> **INSTRUCTIONS TO FOLLOW**: Repeat exactly the lines that run from the one containing "task | indicate the shallow" to the end of the data, and leave out all others.

> **ROWS**:
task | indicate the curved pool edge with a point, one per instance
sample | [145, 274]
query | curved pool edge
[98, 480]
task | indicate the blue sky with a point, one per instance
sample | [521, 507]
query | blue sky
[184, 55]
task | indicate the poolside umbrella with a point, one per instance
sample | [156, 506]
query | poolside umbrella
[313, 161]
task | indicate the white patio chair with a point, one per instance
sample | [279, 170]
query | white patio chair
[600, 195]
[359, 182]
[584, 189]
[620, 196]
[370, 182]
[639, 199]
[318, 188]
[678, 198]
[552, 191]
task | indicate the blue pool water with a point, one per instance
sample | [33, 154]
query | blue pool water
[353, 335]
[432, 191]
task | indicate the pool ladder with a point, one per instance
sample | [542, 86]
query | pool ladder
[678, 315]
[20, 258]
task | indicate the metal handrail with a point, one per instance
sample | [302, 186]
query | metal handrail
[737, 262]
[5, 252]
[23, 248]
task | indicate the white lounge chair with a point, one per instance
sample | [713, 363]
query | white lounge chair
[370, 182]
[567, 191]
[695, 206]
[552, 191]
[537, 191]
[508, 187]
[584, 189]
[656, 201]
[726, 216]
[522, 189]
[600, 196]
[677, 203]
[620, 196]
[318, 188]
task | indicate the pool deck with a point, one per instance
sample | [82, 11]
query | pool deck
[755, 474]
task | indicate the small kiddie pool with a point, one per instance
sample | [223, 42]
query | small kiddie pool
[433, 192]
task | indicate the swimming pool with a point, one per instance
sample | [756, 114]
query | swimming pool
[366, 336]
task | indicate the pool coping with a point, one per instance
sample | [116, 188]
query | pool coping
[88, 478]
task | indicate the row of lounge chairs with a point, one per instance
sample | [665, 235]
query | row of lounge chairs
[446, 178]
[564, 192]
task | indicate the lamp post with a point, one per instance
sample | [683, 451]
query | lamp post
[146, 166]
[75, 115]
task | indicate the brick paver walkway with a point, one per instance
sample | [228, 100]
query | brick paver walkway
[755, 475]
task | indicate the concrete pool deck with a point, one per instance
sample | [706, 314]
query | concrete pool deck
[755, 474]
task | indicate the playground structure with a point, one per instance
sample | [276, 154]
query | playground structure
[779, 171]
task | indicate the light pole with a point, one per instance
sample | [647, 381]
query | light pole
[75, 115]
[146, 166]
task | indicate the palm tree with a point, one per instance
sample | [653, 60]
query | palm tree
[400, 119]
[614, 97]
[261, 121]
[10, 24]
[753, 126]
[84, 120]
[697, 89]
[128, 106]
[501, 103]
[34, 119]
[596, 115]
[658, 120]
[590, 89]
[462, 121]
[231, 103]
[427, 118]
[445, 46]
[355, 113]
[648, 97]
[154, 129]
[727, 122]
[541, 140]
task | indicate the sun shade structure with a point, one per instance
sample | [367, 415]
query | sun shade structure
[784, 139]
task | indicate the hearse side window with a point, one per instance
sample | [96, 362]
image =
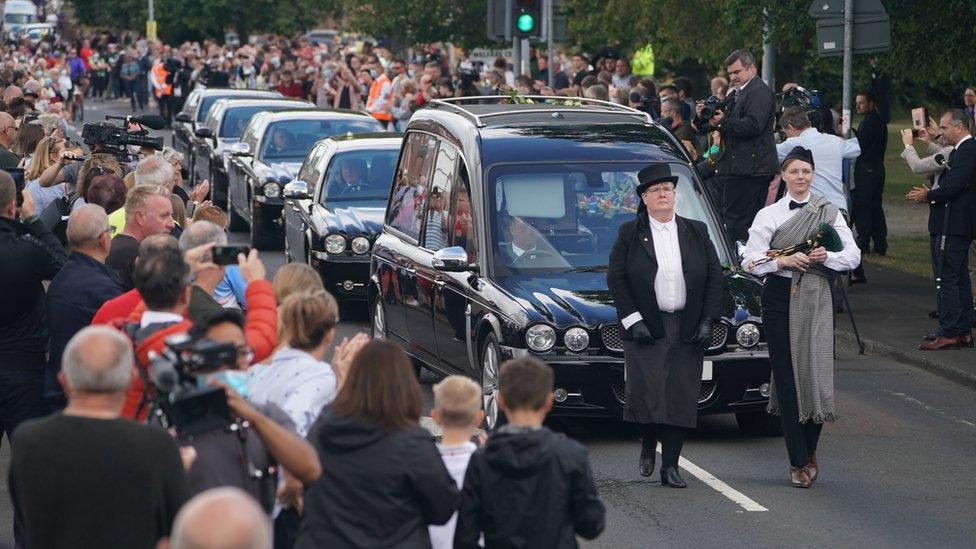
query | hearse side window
[412, 179]
[441, 189]
[464, 231]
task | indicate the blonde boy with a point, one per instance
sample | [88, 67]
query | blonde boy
[457, 410]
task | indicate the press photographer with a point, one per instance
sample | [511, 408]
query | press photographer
[745, 121]
[178, 361]
[124, 141]
[236, 445]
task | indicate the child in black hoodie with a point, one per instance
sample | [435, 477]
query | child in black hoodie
[528, 487]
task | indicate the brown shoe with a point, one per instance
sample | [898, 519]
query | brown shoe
[812, 468]
[940, 343]
[799, 477]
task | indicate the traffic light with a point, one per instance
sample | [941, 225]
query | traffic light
[526, 18]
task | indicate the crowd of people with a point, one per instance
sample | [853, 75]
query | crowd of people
[318, 452]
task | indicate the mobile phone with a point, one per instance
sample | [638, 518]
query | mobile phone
[919, 116]
[18, 176]
[227, 255]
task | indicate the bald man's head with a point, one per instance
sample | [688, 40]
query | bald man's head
[11, 93]
[221, 518]
[8, 129]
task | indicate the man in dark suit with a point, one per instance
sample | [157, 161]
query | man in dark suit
[749, 160]
[952, 225]
[666, 282]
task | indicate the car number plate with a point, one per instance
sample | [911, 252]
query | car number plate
[706, 370]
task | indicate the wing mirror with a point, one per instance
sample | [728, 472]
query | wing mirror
[740, 250]
[452, 260]
[240, 149]
[296, 190]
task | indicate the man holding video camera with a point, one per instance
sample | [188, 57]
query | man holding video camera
[745, 121]
[227, 455]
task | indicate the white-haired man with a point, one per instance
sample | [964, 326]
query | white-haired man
[221, 518]
[87, 478]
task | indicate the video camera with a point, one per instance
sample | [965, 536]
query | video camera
[181, 402]
[108, 138]
[712, 105]
[809, 101]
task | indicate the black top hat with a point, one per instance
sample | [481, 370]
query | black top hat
[655, 173]
[798, 153]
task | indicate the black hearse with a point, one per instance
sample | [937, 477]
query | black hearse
[446, 285]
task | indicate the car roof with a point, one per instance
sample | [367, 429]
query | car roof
[231, 102]
[236, 91]
[558, 133]
[367, 141]
[313, 114]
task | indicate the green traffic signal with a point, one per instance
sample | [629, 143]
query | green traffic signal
[525, 22]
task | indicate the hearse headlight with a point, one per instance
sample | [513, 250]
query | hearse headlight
[335, 243]
[271, 190]
[576, 339]
[360, 245]
[540, 337]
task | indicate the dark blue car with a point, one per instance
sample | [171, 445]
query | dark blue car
[478, 183]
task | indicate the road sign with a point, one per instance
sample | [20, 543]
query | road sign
[871, 34]
[831, 9]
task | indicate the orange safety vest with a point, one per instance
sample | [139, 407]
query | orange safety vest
[374, 94]
[159, 75]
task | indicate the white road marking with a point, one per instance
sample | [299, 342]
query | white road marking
[713, 482]
[927, 408]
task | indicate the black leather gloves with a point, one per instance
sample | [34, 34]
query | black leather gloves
[703, 337]
[641, 334]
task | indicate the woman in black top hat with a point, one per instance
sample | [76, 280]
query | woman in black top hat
[798, 311]
[667, 285]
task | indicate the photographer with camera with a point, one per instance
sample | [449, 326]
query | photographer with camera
[87, 477]
[227, 455]
[745, 120]
[829, 152]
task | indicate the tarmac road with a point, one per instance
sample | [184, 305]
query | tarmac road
[897, 469]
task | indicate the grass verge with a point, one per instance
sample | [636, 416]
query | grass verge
[910, 254]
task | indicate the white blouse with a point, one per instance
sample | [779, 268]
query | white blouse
[771, 217]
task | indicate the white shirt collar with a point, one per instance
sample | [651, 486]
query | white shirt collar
[658, 226]
[742, 87]
[961, 141]
[158, 317]
[789, 198]
[519, 251]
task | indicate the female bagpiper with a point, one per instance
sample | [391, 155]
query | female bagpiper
[667, 283]
[797, 309]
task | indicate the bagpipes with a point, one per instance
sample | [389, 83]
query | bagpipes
[825, 236]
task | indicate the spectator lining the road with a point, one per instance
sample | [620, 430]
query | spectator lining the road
[551, 472]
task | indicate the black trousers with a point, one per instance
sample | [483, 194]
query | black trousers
[866, 207]
[955, 292]
[742, 198]
[672, 439]
[801, 438]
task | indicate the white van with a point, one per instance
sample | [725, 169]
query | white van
[17, 13]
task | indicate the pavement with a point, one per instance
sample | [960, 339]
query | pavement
[891, 316]
[896, 469]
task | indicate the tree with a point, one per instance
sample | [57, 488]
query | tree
[406, 23]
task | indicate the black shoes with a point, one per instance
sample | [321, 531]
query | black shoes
[646, 462]
[670, 477]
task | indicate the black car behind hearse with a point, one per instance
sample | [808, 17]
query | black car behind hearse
[334, 209]
[272, 148]
[478, 186]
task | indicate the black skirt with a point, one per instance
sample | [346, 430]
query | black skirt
[664, 379]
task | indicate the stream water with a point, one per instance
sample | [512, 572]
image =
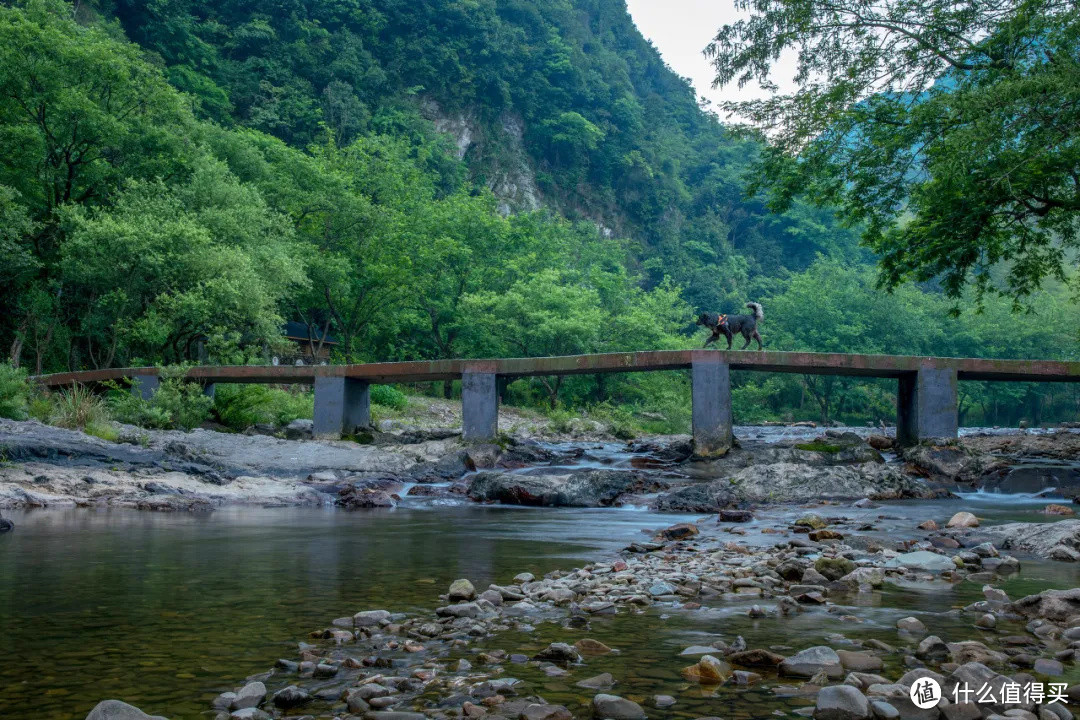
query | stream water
[165, 611]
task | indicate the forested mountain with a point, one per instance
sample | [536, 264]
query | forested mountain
[422, 178]
[561, 102]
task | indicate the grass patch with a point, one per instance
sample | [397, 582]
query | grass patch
[14, 392]
[819, 446]
[240, 407]
[389, 396]
[78, 407]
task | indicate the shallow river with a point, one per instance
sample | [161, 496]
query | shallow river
[165, 611]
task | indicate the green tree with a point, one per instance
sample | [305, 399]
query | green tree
[947, 130]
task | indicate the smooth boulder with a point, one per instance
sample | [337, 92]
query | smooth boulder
[841, 703]
[113, 709]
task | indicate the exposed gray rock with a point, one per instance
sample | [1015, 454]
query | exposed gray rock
[591, 488]
[709, 497]
[1056, 606]
[613, 707]
[797, 483]
[1044, 539]
[113, 709]
[841, 703]
[812, 661]
[922, 560]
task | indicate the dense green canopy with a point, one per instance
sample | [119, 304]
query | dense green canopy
[949, 131]
[179, 178]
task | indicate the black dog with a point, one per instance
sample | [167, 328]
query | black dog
[731, 325]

> **RESULT OF THE EXERCISE**:
task | indicate the shallow river with a point, one per instance
sample | [161, 496]
query | shallow river
[165, 611]
task | indicate the green tree with a point, one per instance
sample | [305, 399]
query | green tree
[947, 130]
task | indicate the smooth boulder with a point, one per instance
sample | [337, 92]
query | smooth boulder
[841, 703]
[113, 709]
task | indicate the exposed gray rock with a point, one per instance
sample | [1015, 454]
query | exposed gray rock
[591, 488]
[709, 497]
[1056, 606]
[613, 707]
[797, 483]
[1044, 539]
[113, 709]
[841, 703]
[812, 661]
[922, 560]
task | indicate the dense green canopy with a point, one per instance
sample | [119, 304]
query | dense green canopy
[949, 131]
[179, 178]
task | indicate the black dog with a point, one per instance
sample | [167, 328]
query | black dog
[731, 325]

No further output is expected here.